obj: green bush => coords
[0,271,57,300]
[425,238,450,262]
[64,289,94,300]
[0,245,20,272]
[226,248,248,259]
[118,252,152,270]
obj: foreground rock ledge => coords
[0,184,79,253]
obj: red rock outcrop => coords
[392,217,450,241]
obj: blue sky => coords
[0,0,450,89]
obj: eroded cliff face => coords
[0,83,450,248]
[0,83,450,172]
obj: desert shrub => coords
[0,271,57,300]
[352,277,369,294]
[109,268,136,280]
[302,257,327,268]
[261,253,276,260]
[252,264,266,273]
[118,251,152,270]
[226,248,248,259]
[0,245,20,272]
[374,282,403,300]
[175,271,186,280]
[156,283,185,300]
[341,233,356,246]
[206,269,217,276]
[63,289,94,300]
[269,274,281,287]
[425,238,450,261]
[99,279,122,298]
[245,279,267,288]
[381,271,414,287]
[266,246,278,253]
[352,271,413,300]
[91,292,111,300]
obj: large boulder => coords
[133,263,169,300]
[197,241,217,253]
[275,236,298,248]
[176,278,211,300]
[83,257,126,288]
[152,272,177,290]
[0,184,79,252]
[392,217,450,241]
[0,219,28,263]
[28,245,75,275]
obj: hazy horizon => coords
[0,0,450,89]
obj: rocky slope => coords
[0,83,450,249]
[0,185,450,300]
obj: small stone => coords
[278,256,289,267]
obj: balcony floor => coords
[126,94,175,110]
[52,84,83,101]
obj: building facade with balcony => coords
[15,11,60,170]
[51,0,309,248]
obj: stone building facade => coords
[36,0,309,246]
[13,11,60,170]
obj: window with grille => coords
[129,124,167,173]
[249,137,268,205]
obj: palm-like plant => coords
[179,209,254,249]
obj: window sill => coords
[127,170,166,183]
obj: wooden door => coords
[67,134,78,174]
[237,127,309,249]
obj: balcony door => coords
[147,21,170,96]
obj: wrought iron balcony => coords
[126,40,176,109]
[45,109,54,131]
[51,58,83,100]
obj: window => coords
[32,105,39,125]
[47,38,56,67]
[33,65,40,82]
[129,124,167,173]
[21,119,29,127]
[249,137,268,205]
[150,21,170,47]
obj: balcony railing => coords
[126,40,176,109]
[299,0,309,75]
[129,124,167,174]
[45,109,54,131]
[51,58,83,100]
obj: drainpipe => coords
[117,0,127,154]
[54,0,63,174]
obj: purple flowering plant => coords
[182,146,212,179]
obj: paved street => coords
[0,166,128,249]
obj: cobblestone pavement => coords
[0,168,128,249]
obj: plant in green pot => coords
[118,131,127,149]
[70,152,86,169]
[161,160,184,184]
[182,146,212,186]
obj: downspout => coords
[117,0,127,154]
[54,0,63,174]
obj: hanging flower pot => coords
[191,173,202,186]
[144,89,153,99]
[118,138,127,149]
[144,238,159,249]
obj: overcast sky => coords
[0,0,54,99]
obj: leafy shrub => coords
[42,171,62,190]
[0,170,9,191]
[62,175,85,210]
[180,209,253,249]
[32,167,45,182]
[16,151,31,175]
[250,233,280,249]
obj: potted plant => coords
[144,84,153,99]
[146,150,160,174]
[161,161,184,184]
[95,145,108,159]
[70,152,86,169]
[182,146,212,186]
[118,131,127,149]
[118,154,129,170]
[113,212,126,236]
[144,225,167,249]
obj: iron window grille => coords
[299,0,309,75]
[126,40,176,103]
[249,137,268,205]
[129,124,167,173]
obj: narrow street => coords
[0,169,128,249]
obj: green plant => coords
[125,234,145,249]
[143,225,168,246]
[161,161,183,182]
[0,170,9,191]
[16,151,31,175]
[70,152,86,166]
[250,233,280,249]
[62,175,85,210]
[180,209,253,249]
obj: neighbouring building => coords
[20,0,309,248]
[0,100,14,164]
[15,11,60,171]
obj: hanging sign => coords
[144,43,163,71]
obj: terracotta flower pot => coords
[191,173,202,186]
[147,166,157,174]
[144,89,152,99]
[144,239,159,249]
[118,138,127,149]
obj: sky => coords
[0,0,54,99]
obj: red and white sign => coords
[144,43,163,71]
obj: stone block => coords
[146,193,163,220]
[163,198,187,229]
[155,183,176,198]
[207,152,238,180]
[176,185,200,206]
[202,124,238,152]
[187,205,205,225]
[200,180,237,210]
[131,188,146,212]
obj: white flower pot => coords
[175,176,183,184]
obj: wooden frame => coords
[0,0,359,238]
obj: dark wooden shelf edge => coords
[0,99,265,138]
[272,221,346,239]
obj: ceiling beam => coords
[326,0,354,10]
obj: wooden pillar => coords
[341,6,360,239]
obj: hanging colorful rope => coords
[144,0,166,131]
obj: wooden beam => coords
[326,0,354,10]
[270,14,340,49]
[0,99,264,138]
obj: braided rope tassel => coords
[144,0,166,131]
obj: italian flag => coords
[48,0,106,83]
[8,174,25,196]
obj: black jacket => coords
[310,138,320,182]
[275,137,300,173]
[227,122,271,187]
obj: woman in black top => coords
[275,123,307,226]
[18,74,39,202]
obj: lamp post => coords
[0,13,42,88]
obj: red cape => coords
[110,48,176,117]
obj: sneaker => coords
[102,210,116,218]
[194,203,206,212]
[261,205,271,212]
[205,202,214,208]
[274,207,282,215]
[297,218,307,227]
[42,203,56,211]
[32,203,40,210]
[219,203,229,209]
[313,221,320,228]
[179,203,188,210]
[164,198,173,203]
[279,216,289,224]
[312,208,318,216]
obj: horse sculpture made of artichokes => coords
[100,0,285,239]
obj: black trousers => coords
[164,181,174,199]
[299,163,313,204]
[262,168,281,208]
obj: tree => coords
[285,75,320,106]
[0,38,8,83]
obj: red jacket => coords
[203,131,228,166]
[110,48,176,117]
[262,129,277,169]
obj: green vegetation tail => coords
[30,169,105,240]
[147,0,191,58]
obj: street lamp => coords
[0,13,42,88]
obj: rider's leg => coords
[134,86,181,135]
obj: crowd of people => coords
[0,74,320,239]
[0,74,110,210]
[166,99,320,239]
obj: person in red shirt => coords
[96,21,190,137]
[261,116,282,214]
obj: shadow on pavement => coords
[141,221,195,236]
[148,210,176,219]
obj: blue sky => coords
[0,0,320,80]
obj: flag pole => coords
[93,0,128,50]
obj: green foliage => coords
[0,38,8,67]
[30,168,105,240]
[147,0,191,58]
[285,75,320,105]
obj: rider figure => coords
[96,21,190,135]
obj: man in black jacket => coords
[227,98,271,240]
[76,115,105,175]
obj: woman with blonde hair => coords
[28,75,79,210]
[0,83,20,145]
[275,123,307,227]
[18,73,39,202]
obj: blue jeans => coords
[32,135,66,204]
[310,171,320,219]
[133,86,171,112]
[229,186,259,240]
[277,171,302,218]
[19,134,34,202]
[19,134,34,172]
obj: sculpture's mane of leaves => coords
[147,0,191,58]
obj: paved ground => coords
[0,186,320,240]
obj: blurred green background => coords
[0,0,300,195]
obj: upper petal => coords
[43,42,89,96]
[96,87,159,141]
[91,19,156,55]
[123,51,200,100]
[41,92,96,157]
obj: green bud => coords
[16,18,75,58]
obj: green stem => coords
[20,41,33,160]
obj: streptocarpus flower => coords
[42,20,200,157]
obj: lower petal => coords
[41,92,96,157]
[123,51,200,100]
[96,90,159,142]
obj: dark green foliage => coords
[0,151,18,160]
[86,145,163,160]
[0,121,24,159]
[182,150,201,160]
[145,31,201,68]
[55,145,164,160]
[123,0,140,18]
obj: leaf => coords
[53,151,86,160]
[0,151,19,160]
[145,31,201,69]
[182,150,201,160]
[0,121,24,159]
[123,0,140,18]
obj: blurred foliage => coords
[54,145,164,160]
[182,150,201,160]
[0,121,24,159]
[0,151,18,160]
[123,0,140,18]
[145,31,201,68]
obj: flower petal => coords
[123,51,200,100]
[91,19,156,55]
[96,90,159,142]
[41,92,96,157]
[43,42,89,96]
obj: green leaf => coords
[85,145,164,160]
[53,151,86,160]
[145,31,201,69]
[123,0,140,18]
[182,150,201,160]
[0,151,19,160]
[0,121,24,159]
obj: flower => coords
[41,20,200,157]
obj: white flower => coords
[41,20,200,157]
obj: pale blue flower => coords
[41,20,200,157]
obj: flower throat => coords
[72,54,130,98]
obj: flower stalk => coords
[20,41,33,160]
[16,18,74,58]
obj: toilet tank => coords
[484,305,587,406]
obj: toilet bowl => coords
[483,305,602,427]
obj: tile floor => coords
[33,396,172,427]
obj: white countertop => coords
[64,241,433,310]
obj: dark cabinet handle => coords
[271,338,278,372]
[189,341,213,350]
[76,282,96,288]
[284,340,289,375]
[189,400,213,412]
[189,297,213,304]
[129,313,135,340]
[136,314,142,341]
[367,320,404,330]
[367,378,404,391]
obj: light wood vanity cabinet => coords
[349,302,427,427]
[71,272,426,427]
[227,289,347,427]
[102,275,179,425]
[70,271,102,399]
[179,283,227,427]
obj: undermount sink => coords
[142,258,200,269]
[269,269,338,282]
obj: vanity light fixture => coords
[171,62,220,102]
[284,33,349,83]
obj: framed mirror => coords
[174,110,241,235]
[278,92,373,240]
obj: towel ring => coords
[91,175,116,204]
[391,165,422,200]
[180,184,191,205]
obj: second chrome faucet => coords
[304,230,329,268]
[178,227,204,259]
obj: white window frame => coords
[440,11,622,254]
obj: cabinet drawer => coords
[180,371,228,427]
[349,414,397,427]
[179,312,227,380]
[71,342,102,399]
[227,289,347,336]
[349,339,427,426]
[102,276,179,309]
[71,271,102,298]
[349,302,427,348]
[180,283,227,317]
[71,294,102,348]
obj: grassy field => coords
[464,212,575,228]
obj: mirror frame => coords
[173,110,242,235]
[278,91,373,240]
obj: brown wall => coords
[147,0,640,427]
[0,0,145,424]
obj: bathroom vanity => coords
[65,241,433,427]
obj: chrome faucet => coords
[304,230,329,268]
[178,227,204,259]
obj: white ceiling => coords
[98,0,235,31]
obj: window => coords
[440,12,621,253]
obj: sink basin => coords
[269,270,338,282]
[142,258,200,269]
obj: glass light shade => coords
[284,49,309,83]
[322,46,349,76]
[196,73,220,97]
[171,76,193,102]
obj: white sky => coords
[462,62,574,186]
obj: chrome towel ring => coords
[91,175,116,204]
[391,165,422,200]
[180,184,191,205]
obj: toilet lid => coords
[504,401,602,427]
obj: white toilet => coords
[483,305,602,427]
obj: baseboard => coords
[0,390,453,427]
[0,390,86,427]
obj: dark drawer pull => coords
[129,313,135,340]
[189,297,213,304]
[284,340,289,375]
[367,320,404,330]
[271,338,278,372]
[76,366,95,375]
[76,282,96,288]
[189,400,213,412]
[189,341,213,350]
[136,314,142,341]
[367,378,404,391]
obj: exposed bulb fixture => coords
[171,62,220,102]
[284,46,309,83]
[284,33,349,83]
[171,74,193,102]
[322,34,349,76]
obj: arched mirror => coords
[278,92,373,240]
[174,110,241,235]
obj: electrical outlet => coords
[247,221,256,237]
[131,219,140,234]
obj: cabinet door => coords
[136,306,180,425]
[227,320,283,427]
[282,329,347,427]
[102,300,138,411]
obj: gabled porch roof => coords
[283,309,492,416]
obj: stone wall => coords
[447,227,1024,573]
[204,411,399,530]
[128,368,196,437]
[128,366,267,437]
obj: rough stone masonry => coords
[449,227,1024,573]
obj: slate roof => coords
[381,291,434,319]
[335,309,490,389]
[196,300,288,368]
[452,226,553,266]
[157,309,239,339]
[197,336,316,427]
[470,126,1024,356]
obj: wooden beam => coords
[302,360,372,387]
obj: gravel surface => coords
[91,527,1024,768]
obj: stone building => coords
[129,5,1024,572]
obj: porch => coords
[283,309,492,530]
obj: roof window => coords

> [Set problem]: Could you copy out, word for word, every line from the one containing "obj: white sky => coords" through the very last line above, including both?

> [Final result]:
obj: white sky => coords
[462,62,574,186]
obj: chrome towel ring => coords
[91,175,116,204]
[391,165,422,200]
[180,184,191,205]
obj: toilet lid => coords
[504,401,602,427]
obj: white toilet => coords
[483,305,602,427]
obj: baseboard => coords
[0,390,453,427]
[0,390,86,427]
obj: dark drawer pull => coords
[129,313,135,340]
[189,297,213,304]
[284,340,289,375]
[367,320,404,330]
[271,338,278,372]
[76,366,95,375]
[76,282,96,288]
[189,400,213,412]
[189,341,213,350]
[136,314,142,341]
[367,378,404,391]
obj: exposed bulb fixture => coords
[171,62,220,102]
[284,46,309,83]
[284,33,349,83]
[171,74,193,102]
[322,34,349,76]
obj: arched mirror => coords
[278,92,373,240]
[174,110,241,235]
obj: electrical outlet => coords
[247,221,256,237]
[131,219,140,234]
obj: cabinet door => coords
[136,306,180,425]
[227,320,283,427]
[282,329,347,427]
[102,300,138,411]
obj: gabled porch roof => coords
[283,309,492,416]
obj: stone wall => coords
[447,227,1024,573]
[204,411,399,530]
[128,368,196,437]
[128,366,267,437]
obj: rough stone masonry => coords
[449,227,1024,573]
obj: slate roof => coords
[381,291,434,319]
[335,309,490,389]
[196,300,288,368]
[452,226,553,266]
[157,309,239,339]
[197,336,316,427]
[470,126,1024,356]
obj: wooden beam => coords
[302,360,372,387]
obj: gravel surface => coords
[91,527,1024,768]
obj: stone building => coords
[129,5,1024,572]
obj: porch => coords
[283,309,492,530]
obj: roof window => coords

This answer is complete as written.